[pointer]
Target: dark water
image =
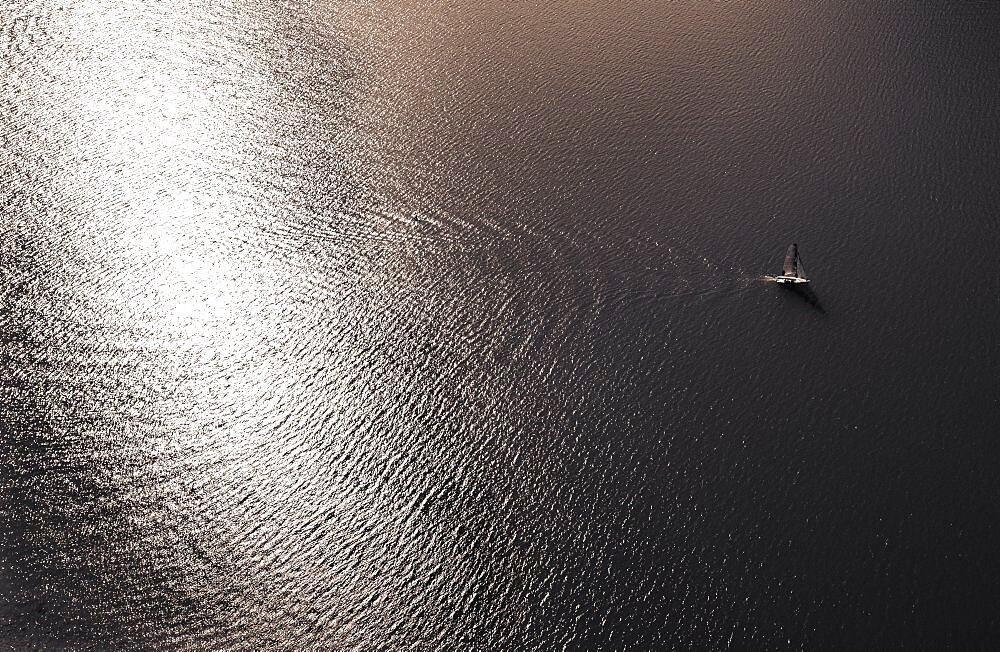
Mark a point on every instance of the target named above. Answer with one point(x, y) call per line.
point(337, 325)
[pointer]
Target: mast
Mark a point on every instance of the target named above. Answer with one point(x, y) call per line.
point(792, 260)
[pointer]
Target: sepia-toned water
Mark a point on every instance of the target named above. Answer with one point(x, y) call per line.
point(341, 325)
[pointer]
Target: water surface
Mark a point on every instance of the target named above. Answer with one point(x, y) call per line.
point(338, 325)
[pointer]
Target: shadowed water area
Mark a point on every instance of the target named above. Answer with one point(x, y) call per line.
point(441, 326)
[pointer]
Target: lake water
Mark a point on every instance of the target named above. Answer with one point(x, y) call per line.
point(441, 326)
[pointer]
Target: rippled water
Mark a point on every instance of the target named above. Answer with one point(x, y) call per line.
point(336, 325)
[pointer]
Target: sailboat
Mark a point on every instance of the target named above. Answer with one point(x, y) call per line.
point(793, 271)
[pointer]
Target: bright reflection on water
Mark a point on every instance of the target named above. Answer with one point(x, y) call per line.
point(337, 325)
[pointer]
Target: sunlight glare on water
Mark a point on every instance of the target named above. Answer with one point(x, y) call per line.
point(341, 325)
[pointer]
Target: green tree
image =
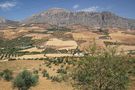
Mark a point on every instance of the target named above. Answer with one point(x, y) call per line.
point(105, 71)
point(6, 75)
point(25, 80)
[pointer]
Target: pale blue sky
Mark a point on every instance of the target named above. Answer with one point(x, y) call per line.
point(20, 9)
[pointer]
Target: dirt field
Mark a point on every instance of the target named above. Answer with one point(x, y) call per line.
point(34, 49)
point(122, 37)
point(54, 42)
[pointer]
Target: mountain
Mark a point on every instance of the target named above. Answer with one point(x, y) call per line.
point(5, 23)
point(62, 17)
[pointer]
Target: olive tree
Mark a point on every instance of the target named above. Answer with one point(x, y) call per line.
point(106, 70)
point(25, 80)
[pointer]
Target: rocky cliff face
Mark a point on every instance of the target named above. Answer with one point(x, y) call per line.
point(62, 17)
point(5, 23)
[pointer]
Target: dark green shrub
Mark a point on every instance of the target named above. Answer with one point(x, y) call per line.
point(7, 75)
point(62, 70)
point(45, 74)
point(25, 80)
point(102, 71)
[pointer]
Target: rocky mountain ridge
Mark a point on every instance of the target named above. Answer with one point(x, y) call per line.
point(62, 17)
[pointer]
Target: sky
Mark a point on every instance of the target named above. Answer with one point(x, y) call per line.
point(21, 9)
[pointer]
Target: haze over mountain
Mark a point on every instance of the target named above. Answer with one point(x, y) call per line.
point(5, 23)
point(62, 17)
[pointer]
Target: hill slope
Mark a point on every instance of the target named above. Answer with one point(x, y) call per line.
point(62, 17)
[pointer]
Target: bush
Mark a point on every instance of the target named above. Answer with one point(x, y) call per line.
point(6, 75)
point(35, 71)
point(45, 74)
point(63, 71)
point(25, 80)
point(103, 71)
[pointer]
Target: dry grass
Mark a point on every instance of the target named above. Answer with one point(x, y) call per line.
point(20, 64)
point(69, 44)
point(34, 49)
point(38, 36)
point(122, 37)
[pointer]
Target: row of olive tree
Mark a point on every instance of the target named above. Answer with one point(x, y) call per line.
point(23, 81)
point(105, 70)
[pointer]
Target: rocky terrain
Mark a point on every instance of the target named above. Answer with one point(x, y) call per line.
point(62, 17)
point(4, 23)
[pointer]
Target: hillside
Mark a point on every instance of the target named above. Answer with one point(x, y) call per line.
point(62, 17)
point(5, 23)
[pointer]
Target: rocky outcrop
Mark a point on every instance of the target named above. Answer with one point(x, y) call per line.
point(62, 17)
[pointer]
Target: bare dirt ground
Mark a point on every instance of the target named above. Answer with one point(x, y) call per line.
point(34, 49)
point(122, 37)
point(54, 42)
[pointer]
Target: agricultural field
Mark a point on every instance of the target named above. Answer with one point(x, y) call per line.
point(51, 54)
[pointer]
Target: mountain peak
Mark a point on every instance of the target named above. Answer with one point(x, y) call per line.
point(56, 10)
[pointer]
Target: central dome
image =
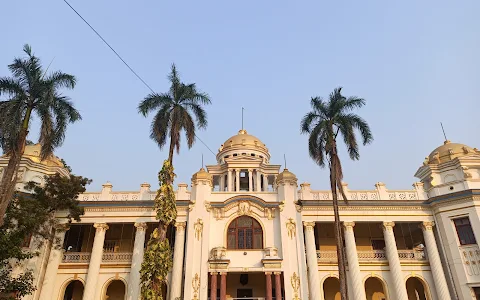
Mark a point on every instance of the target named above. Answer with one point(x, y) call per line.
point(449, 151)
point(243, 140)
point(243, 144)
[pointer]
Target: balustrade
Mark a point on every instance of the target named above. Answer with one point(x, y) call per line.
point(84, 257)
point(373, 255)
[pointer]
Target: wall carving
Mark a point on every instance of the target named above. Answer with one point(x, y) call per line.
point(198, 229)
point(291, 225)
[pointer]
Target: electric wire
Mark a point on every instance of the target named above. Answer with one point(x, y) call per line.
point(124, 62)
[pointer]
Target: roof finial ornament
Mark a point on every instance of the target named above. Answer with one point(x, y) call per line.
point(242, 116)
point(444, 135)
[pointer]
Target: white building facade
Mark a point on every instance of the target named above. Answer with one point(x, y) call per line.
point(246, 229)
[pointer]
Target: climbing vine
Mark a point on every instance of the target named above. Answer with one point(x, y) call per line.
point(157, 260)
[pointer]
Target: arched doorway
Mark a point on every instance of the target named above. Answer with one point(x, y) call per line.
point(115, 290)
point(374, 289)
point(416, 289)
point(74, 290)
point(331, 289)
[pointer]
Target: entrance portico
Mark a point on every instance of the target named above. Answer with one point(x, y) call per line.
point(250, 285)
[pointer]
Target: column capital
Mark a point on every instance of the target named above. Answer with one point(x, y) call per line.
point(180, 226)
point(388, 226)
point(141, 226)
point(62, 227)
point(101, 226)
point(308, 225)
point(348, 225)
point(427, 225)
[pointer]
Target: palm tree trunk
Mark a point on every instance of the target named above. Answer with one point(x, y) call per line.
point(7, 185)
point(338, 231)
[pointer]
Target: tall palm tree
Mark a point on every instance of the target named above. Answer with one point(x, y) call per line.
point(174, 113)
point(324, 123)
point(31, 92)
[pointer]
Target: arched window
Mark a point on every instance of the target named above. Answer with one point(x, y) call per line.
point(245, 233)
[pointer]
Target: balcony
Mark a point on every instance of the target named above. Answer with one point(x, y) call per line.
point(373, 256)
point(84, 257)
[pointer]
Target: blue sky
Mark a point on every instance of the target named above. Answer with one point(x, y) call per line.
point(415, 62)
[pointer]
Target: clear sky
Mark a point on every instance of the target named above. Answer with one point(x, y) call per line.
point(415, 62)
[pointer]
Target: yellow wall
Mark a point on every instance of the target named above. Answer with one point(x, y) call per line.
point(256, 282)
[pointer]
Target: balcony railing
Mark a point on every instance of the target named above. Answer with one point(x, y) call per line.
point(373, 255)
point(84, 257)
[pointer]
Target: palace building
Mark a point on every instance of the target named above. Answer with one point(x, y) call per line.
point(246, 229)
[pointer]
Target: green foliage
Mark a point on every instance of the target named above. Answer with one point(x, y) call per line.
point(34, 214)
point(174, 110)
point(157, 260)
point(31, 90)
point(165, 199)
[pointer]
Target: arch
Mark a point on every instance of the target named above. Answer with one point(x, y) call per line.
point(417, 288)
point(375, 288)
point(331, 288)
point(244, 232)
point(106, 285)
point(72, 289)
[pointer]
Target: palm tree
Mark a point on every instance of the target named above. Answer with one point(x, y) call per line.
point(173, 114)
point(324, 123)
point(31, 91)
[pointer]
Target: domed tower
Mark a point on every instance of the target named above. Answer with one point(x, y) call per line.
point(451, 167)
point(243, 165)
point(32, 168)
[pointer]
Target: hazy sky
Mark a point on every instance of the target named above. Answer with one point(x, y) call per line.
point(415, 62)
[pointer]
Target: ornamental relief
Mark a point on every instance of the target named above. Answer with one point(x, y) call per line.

--------

* **Problem**: Write the records out again in full, exactly, and skip every picture.

* **Response to the exercise**:
[pointer]
Target: dark water
image =
Mark a point on every instance of the target named above. Answer with one point(x, y) call per line.
point(337, 325)
[pointer]
Target: mast
Mark a point on every instance of the target named above. Answer with one point(x, y) call per line.
point(792, 260)
[pointer]
Target: sepia-toned water
Mark a point on every instance of the target named above. Answer with one point(x, y) call per line.
point(341, 325)
[pointer]
Target: water surface
Mark a point on every instance of the target named above. Answer with one point(x, y) call per line.
point(338, 325)
[pointer]
Target: shadowed water area
Mark a point on every instance of the target named above. Answer with one point(x, y) call per line.
point(441, 326)
[pointer]
Target: lake water
Mark a point on every instance of the target named above. Answer with one point(x, y) call per line.
point(441, 326)
[pointer]
Target: rippled water
Mark a point on every instance of the target named above. Answer with one point(x, y) call per line.
point(336, 325)
[pointer]
Target: sailboat
Mark a point on every instance of the target named above. Answer with one point(x, y) call per line.
point(793, 271)
[pointer]
Target: bright reflection on water
Mark a point on every instance of the target named above. Answer with one point(x, y) call per line.
point(337, 325)
[pointer]
Target: sunlight glare on water
Mark a point on every instance of the target named above. Answer with one point(x, y) call per line.
point(341, 325)
[pointer]
Target: green tree
image =
Mark a point on every instance of the target named above. Answer with one point(x, y) call per line.
point(105, 71)
point(6, 75)
point(25, 80)
[pointer]
Target: pale blue sky
Mark a point on every instance of the target named above. Answer with one point(x, y) call per line.
point(20, 9)
[pointer]
Target: dirt field
Mark a point on every instance of the target named above. Answer with one point(x, y) call per line.
point(34, 49)
point(122, 37)
point(54, 42)
[pointer]
Target: mountain
Mark a point on every instance of the target named above. Answer with one point(x, y) call per line.
point(5, 23)
point(62, 17)
[pointer]
Target: olive tree
Mark a point on every instance of the target named above. Answer with one point(x, y) call per line.
point(106, 70)
point(25, 80)
[pointer]
Target: rocky cliff face
Mark a point on every instance of the target named above. Answer with one point(x, y) call per line.
point(62, 17)
point(5, 23)
[pointer]
Target: dark green shrub
Mark a point on every instance of the target named above. Answer with one point(x, y) call per line.
point(7, 75)
point(62, 70)
point(45, 74)
point(25, 80)
point(102, 71)
[pointer]
Target: rocky mountain ridge
Mark a point on every instance of the target named above. Answer with one point(x, y) call per line.
point(62, 17)
[pointer]
Target: sky
Mark a point on every instance of the target named above. Answer with one point(x, y) call per line.
point(21, 9)
[pointer]
Target: haze over mountain
Mark a point on every instance of the target named above. Answer with one point(x, y) call per line.
point(5, 23)
point(62, 17)
[pointer]
Target: hill slope
Mark a point on every instance of the target named above. Answer with one point(x, y) call per line.
point(62, 17)
[pointer]
Target: bush
Mark a point on every instance of the target named above. Answer with one point(x, y) call per line.
point(6, 75)
point(35, 71)
point(45, 74)
point(63, 71)
point(25, 80)
point(103, 71)
[pointer]
Target: dry grass
Mark a point on every instance of the target named above. Answer with one point(x, y) call per line.
point(20, 64)
point(69, 44)
point(34, 49)
point(38, 36)
point(122, 37)
[pointer]
Target: row of olive tree
Mark a point on every instance of the target named above. Answer with one point(x, y) call per line.
point(23, 81)
point(105, 70)
[pointer]
Target: rocky terrain
Mark a point on every instance of the target named above. Answer with one point(x, y) call per line.
point(62, 17)
point(4, 23)
[pointer]
Target: hillside
Mark a point on every instance of the target named above. Answer with one point(x, y) call per line.
point(62, 17)
point(5, 23)
[pointer]
Target: rocky outcrop
Mark a point on every instance of the target named above. Answer with one point(x, y) call per line.
point(62, 17)
[pointer]
Target: bare dirt ground
Mark a point on every instance of the target named above. Answer with one point(x, y) call per line.
point(34, 49)
point(122, 37)
point(54, 42)
[pointer]
Target: agricultural field
Mark a point on every instance of the target named above. Answer with one point(x, y) call per line.
point(51, 54)
[pointer]
Target: mountain peak
Mark a point on every instance of the target named above. Answer with one point(x, y) call per line.
point(56, 10)
[pointer]
Target: central dome
image =
Mark a point on every instance of the target named above. Answer with one point(x, y) call per line.
point(449, 151)
point(243, 140)
point(243, 144)
[pointer]
Target: balustrade
Mark a point on every instance of the target named above. Answer with one point(x, y) call per line.
point(84, 257)
point(373, 255)
[pointer]
Target: wall carving
Mark a point on every instance of the target named above. Answer with one point(x, y) call per line.
point(198, 229)
point(291, 225)
[pointer]
Target: electric wire
Mark a point on every instance of the target named above. Answer with one point(x, y) call per line.
point(124, 62)
[pointer]
Target: roof finial ornament
Mark a point on every instance of the target named above. Answer with one point(x, y) call per line.
point(242, 116)
point(444, 135)
[pointer]
Target: white building facade
Mark a point on every instance of the target named above. Answer with one point(x, y) call per line.
point(246, 229)
[pointer]
Target: climbing vine
Mark a point on every instance of the target named above. Answer with one point(x, y) call per line.
point(157, 260)
[pointer]
Target: arched doorway
Mark a point on every instance of the target named above. Answer with one point(x, y) call per line.
point(115, 290)
point(374, 289)
point(416, 289)
point(74, 290)
point(331, 289)
[pointer]
Target: entrance portico
Mark a point on every instance of the target named above. Answer with one point(x, y) call per line.
point(250, 285)
[pointer]
Target: column capital
Mark a point on every instance of the target named above. Answer with one point(x, y) call per line.
point(180, 226)
point(388, 226)
point(141, 226)
point(62, 227)
point(101, 226)
point(308, 225)
point(348, 225)
point(427, 225)
[pointer]
Target: palm tree trunk
Mark a point on every instance of the target named above. Answer with one point(x, y) call per line.
point(7, 185)
point(338, 231)
[pointer]
Target: tall palm tree
Mark a point on every instance of the target named above. Answer with one point(x, y) call per line.
point(174, 113)
point(324, 123)
point(31, 92)
[pointer]
Target: arched window
Mark a point on every instance of the target named above. Answer with one point(x, y) call per line.
point(245, 233)
[pointer]
Target: balcony
Mark a point on every instance of the target named above. Answer with one point(x, y) call per line.
point(373, 256)
point(84, 257)
[pointer]
Target: blue sky
Mark a point on every instance of the target named above. Answer with one point(x, y) call per line.
point(415, 62)
[pointer]
Target: clear sky
Mark a point on every instance of the target named above. Answer with one point(x, y) call per line.
point(415, 62)
[pointer]
Target: yellow wall
Mark a point on every instance of the target named above. Answer with one point(x, y) call per line.
point(256, 282)
[pointer]
Target: balcony railing
Mark a point on every instance of the target named above. Answer with one point(x, y) call per line.
point(373, 255)
point(84, 257)
[pointer]
Target: palace building
Mark a point on every instance of the target named above. Answer with one point(x, y) call per line.
point(246, 229)
[pointer]
Target: green foliage
Mark a point on every instance of the target named above. Answer with one point(x, y) call per line.
point(34, 214)
point(174, 110)
point(157, 260)
point(31, 90)
point(165, 199)
[pointer]
Target: arch
Mark a point on every instance of the target named above. Answer with one point(x, y) call per line.
point(417, 288)
point(375, 288)
point(331, 288)
point(244, 232)
point(106, 285)
point(72, 289)
[pointer]
Target: palm tree
Mark a point on every instance of the target named above. Answer with one point(x, y) call per line.
point(173, 114)
point(324, 123)
point(31, 91)
[pointer]
Target: domed tower
Mark a point on every instance of the target named above. Answer with one point(x, y) call per line.
point(451, 167)
point(243, 165)
point(32, 168)
[pointer]
Target: hazy sky
Mark a point on every instance of the target named above. Answer with one point(x, y) call per line.
point(415, 62)
[pointer]
Target: ornamental relief
Mark a point on every instance of the target named above. Answer with one point(x, y) call per line.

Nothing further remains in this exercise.